EXERCISE DESCRIPTION:
Quote each of the records below word for word.

***** DATASET CONTENT *****

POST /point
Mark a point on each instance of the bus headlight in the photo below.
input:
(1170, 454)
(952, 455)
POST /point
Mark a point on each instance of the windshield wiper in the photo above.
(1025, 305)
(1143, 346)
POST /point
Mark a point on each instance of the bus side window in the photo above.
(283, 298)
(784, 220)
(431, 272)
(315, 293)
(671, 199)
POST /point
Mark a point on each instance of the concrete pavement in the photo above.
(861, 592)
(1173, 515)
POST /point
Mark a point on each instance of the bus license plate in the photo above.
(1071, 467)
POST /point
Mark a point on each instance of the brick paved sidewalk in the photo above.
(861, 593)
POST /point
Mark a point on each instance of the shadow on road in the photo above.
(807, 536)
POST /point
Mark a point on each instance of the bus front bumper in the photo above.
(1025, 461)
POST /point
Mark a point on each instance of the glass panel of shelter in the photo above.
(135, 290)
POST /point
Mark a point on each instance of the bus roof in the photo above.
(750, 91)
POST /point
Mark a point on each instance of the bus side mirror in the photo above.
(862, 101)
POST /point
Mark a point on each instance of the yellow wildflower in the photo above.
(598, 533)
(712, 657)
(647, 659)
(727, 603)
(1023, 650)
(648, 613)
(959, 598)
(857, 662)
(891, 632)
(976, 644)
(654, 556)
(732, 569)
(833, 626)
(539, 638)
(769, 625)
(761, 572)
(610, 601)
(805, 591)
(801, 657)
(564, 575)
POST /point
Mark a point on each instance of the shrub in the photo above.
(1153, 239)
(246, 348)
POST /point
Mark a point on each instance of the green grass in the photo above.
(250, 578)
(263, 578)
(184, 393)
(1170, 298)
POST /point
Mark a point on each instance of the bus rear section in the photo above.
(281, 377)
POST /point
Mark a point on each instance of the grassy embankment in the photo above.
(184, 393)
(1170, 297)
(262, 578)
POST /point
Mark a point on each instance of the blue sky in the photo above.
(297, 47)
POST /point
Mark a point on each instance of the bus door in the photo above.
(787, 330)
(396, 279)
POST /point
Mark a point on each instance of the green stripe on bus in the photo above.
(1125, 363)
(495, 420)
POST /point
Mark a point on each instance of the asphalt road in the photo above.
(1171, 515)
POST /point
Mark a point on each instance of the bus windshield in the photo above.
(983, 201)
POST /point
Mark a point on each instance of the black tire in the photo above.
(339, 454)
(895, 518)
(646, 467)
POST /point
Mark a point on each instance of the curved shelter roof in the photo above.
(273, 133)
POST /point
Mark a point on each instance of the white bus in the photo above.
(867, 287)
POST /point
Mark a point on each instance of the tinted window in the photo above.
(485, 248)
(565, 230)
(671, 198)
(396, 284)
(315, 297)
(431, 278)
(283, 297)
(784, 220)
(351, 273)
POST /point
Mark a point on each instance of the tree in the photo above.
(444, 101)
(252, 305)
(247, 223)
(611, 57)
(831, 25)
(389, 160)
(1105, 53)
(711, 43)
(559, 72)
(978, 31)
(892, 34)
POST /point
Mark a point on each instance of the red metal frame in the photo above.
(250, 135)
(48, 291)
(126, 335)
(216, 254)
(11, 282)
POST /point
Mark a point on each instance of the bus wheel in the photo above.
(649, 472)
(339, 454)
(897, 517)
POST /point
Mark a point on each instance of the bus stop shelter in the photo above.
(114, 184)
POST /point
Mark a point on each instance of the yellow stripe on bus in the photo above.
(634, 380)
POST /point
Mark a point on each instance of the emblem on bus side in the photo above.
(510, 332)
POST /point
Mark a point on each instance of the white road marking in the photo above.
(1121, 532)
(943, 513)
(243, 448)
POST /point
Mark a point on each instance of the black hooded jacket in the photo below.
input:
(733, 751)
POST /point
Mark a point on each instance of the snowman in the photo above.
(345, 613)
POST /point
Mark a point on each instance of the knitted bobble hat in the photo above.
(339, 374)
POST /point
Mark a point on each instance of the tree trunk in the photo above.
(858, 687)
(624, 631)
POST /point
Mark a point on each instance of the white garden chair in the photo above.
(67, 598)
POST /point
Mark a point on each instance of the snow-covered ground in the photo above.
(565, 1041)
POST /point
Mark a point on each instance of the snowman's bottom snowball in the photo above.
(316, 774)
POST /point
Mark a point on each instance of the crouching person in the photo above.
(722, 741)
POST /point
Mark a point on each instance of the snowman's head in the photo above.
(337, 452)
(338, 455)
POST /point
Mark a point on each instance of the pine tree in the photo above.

*****

SOLUTION TO THE PROBLEM:
POST /point
Mark a point on each instance of the bus headlight in the photo below.
input:
(1170, 454)
(952, 455)
POST /point
Mark a point on each instance of the windshield wiper in the photo above.
(1025, 305)
(1143, 346)
POST /point
Mark a point on each instance of the bus side window in the photo above.
(283, 298)
(784, 220)
(431, 272)
(315, 293)
(671, 199)
POST /point
Mark a point on each instance of the concrete pavement in the photo above.
(861, 592)
(1173, 515)
POST /point
Mark a point on each instance of the bus license plate in the photo above.
(1071, 467)
POST /point
Mark a point on each instance of the brick paved sidewalk in the photo above.
(861, 593)
POST /point
Mark a point on each instance of the shadow on road in the photo above.
(807, 536)
POST /point
Mark a point on each instance of the bus front bumper in the photo above.
(1025, 461)
POST /point
Mark a point on each instance of the glass panel of shelter in the photo above.
(135, 290)
POST /point
Mark a point on each instance of the bus roof in the photo above.
(750, 91)
POST /point
Mark a point on each instance of the bus side mirror in the photo above.
(862, 101)
POST /point
Mark a point on each instance of the yellow wildflower in the photo above.
(598, 533)
(712, 657)
(647, 659)
(727, 603)
(1023, 650)
(648, 613)
(959, 598)
(857, 662)
(891, 632)
(976, 644)
(654, 556)
(732, 569)
(833, 626)
(539, 638)
(769, 625)
(761, 572)
(610, 601)
(805, 591)
(801, 657)
(564, 575)
POST /point
Mark a point on each instance of the shrub in the photo above.
(1153, 239)
(246, 348)
POST /point
Mark a point on each instance of the green grass in the photo above.
(250, 578)
(263, 578)
(184, 393)
(1170, 298)
POST /point
Mark a point on each instance of the bus rear section in the photo above.
(281, 377)
POST /point
Mark a point on each instance of the grassy embankment in the photo above.
(184, 393)
(1170, 297)
(262, 578)
POST /point
Mark a point on each instance of the blue sky in the photo above.
(297, 47)
POST /point
Mark a point on each instance of the bus door in the photo above.
(787, 330)
(396, 279)
POST /point
Mark a point on each instance of the green stripe on bus in the photo above.
(1125, 363)
(495, 420)
POST /point
Mark a point on each instance of the asphalt road in the photo above.
(1171, 515)
POST /point
Mark a point on each instance of the bus windshield in the photo above.
(983, 201)
POST /point
Mark a point on each instance of the black tire in the photo above.
(339, 454)
(895, 518)
(646, 467)
POST /point
Mark a point on each instance of the curved shelter roof in the photo above.
(273, 133)
POST /point
Mark a point on each instance of the white bus in the photo above.
(867, 287)
POST /point
Mark a point on each instance of the tinted window in the photo above.
(485, 248)
(565, 230)
(671, 198)
(396, 284)
(315, 297)
(431, 278)
(283, 297)
(784, 220)
(351, 273)
POST /point
Mark a point on each instance of the tree in the photo above.
(444, 101)
(252, 305)
(247, 223)
(611, 57)
(831, 25)
(389, 160)
(1105, 53)
(711, 43)
(559, 72)
(978, 31)
(892, 34)
POST /point
Mark a point on each instance of the red metal frame in the photo above.
(250, 135)
(48, 291)
(126, 335)
(216, 254)
(11, 282)
POST /point
Mark a point on each instance of the bus wheel in the photo above.
(649, 472)
(339, 454)
(897, 517)
POST /point
Mark a point on each instance of the bus stop shelter in the photo above.
(114, 184)
POST /point
Mark a point on each instance of the yellow stripe on bus in the photo above.
(634, 380)
POST /point
Mark a point on each instance of the emblem on bus side in the photo above.
(510, 332)
POST /point
Mark a point on each instance of the white road marking in the photo above.
(1121, 532)
(943, 513)
(243, 448)
POST /point
Mark a point on each instance of the black hooded jacket in the photo below.
input:
(733, 751)
POST /point
Mark a point on each instance of the snowman in the photo above.
(345, 613)
POST /point
Mark a point on each instance of the knitted bobble hat in the photo above.
(339, 374)
POST /point
Mark a point on each instance of the tree trunk in the photo above.
(858, 687)
(624, 631)
POST /point
Mark a point on each instance of the white garden chair in the photo above.
(67, 598)
POST /point
Mark a point on each instance of the snow-covered ground in the photo above.
(565, 1041)
POST /point
Mark a point on each instance of the snowman's bottom snowball in the photo above.
(316, 774)
POST /point
Mark a point on each instance of the crouching person in the photo above.
(722, 741)
POST /point
Mark a point on each instance of the snowman's head in the photo above.
(337, 452)
(338, 455)
POST /point
Mark a point on each instance of the pine tree in the photo above.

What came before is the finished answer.